— BEGIN —

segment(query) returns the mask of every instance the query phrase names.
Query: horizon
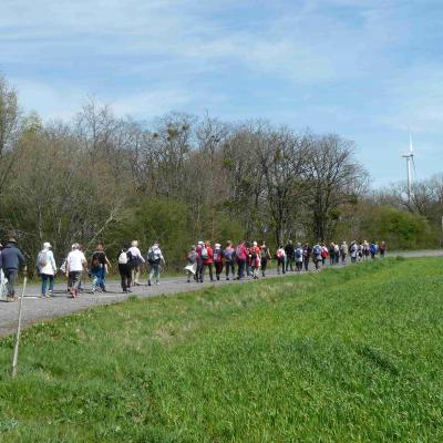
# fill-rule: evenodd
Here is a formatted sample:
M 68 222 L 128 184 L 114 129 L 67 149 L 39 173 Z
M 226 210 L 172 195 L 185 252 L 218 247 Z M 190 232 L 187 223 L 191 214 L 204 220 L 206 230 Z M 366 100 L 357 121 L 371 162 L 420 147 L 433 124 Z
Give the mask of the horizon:
M 443 4 L 401 0 L 6 1 L 0 72 L 27 112 L 266 119 L 356 143 L 372 188 L 442 173 Z

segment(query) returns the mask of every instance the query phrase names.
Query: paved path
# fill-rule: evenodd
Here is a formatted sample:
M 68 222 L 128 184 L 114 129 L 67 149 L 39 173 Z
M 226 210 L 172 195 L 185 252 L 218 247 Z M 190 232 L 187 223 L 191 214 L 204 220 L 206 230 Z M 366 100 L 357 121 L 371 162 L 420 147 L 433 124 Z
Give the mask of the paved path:
M 443 250 L 425 250 L 425 251 L 411 251 L 391 254 L 391 256 L 400 255 L 402 257 L 437 257 L 443 256 Z M 313 265 L 310 265 L 311 268 Z M 290 272 L 292 274 L 292 272 Z M 272 269 L 268 272 L 269 277 L 277 277 L 276 270 Z M 146 281 L 146 280 L 145 280 Z M 133 293 L 138 297 L 158 297 L 161 295 L 173 295 L 178 292 L 188 292 L 196 289 L 202 289 L 209 286 L 220 285 L 238 285 L 251 280 L 243 281 L 226 281 L 223 278 L 220 281 L 214 284 L 209 282 L 208 278 L 204 284 L 186 282 L 186 278 L 165 278 L 161 281 L 159 286 L 142 285 L 132 288 Z M 85 292 L 76 299 L 70 299 L 66 293 L 66 284 L 56 284 L 54 295 L 51 299 L 39 299 L 40 286 L 32 285 L 27 289 L 27 296 L 23 300 L 23 324 L 30 326 L 34 322 L 50 319 L 53 317 L 61 317 L 72 312 L 76 312 L 97 305 L 109 305 L 125 300 L 130 295 L 122 293 L 119 281 L 109 281 L 106 285 L 107 292 L 96 292 L 92 295 L 89 292 L 91 288 L 91 279 L 85 282 Z M 21 288 L 18 288 L 20 293 Z M 7 336 L 16 330 L 19 303 L 7 303 L 4 299 L 0 302 L 0 336 Z

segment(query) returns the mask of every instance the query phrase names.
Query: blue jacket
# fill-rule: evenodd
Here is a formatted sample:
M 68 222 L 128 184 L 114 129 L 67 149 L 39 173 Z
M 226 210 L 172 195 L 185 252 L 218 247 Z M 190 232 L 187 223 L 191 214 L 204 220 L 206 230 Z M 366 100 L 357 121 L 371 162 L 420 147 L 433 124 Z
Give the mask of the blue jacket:
M 12 243 L 0 251 L 0 268 L 2 269 L 19 269 L 20 266 L 24 266 L 24 262 L 22 251 Z

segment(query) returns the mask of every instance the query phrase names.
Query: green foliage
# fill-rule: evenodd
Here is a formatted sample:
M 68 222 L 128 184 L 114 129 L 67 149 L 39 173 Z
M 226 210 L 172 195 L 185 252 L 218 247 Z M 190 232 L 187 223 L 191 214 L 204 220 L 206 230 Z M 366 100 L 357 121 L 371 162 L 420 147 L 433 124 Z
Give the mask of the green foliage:
M 425 217 L 391 207 L 373 208 L 367 220 L 371 239 L 388 240 L 391 248 L 410 249 L 432 245 Z
M 2 442 L 441 442 L 440 259 L 132 299 L 0 342 Z M 420 295 L 420 296 L 419 296 Z
M 167 261 L 182 264 L 195 239 L 190 236 L 188 210 L 183 202 L 161 197 L 142 197 L 128 204 L 124 216 L 107 231 L 105 244 L 110 256 L 131 240 L 138 240 L 145 256 L 156 240 Z M 145 250 L 146 249 L 146 250 Z

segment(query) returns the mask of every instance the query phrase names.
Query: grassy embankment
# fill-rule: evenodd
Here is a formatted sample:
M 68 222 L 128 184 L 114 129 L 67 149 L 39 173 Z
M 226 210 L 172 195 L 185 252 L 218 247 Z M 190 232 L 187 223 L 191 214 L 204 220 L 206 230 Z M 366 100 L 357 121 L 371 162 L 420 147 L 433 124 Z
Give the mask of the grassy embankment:
M 122 305 L 0 341 L 7 442 L 442 442 L 441 259 Z

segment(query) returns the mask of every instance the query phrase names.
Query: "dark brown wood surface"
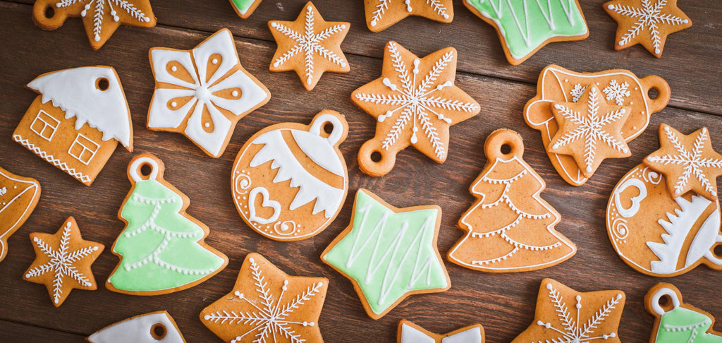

— END —

** YOUR OBJECTIVE **
Rewrite all of the material with every "formatted sample" replaced by "sample outline" and nothing else changed. Leave the pictures out.

** ANSWER TO THIS TASK **
segment(query) returns the mask of every instance the query phrase names.
Query: horizon
# fill-rule: evenodd
Here is a sample outline:
M 68 222 L 128 184 L 114 129 L 67 149 L 39 173 Z
M 226 210 L 172 195 L 185 252 L 218 247 Z M 190 232 L 187 223 L 191 214 L 204 220 L 206 230 Z M 366 100 L 357 121 L 371 162 L 420 147 L 433 124 Z
Give the mask of the horizon:
M 443 4 L 401 0 L 6 1 L 0 72 L 27 112 L 266 119 L 356 143 L 372 188 L 442 173 Z

segment(query) returns the mask of every instance the query phrase names.
Query: paved path
# fill-rule: evenodd
Here is a sample outline:
M 68 222 L 128 184 L 114 129 L 67 149 L 39 173 Z
M 226 210 L 172 195 L 185 252 L 218 247 Z M 190 232 L 187 223 L 191 214 L 204 220 L 206 230 Z M 366 100 L 357 121 L 371 162 L 420 147 L 433 124 Z
Give the mask of the paved path:
M 443 250 L 425 250 L 425 251 L 411 251 L 391 254 L 391 256 L 400 255 L 402 257 L 437 257 L 443 256 Z M 313 265 L 310 265 L 311 268 Z M 290 272 L 292 274 L 292 272 Z M 272 269 L 268 272 L 269 277 L 277 277 L 276 270 Z M 146 281 L 146 280 L 145 280 Z M 133 293 L 138 297 L 158 297 L 161 295 L 173 295 L 178 292 L 188 292 L 196 289 L 202 289 L 209 286 L 220 285 L 238 285 L 251 280 L 243 281 L 226 281 L 223 278 L 220 281 L 214 284 L 209 282 L 208 278 L 204 284 L 186 282 L 186 278 L 165 278 L 161 281 L 159 286 L 142 285 L 132 288 Z M 85 292 L 76 299 L 70 299 L 66 293 L 66 284 L 56 284 L 54 295 L 51 299 L 39 299 L 40 286 L 32 285 L 27 289 L 27 296 L 23 300 L 23 324 L 30 326 L 34 322 L 50 319 L 53 317 L 61 317 L 72 312 L 76 312 L 97 305 L 109 305 L 125 300 L 130 295 L 122 293 L 119 281 L 109 281 L 106 285 L 107 292 L 96 292 L 92 295 L 89 292 L 91 288 L 91 279 L 85 282 Z M 21 288 L 18 288 L 20 293 Z M 7 336 L 16 330 L 19 303 L 7 303 L 4 299 L 0 302 L 0 336 Z

segment(query) returns the mask of every instance the query phrase names.
Query: blue jacket
# fill-rule: evenodd
Here is a sample outline:
M 68 222 L 128 184 L 114 129 L 67 149 L 39 173 Z
M 226 210 L 172 195 L 185 252 L 218 247 Z M 190 232 L 187 223 L 191 214 L 204 220 L 206 230 Z M 366 100 L 357 121 L 371 162 L 420 147 L 433 124 Z
Give the mask of the blue jacket:
M 12 243 L 0 251 L 0 268 L 2 269 L 19 269 L 20 266 L 24 266 L 24 262 L 22 251 Z

segment(query) returns the mask of every instance the query phrase names.
Query: green foliage
# fill-rule: evenodd
Here is a sample outline:
M 68 222 L 128 184 L 114 129 L 67 149 L 39 173 Z
M 226 210 L 172 195 L 185 252 L 218 247 Z M 190 232 L 187 223 L 191 214 L 204 220 L 206 230 Z M 366 100 L 357 121 L 371 162 L 420 147 L 433 124 Z
Give the mask of the green foliage:
M 425 217 L 391 207 L 373 208 L 367 220 L 371 239 L 388 240 L 391 248 L 410 249 L 432 245 Z
M 2 442 L 441 442 L 440 259 L 132 299 L 0 342 Z M 420 295 L 420 296 L 419 296 Z
M 167 261 L 182 264 L 195 239 L 190 236 L 188 210 L 183 202 L 161 197 L 142 197 L 128 204 L 124 216 L 107 231 L 105 244 L 110 256 L 131 240 L 138 240 L 145 256 L 156 240 Z M 145 250 L 146 249 L 146 250 Z

segment(query) returns the mask of every instance the query phrase names.
Query: grassy embankment
# fill-rule: evenodd
Here is a sample outline:
M 68 222 L 128 184 L 114 129 L 67 149 L 39 173 Z
M 226 210 L 172 195 L 185 252 L 218 247 Z M 190 232 L 187 223 L 191 214 L 204 220 L 206 230 Z M 366 100 L 357 121 L 371 162 L 420 147 L 433 124 Z
Give the mask of the grassy embankment:
M 122 305 L 0 341 L 7 442 L 442 442 L 441 259 Z

segment(query) returns the mask of every instance the query phrase names.
Query: "dark brown wood surface"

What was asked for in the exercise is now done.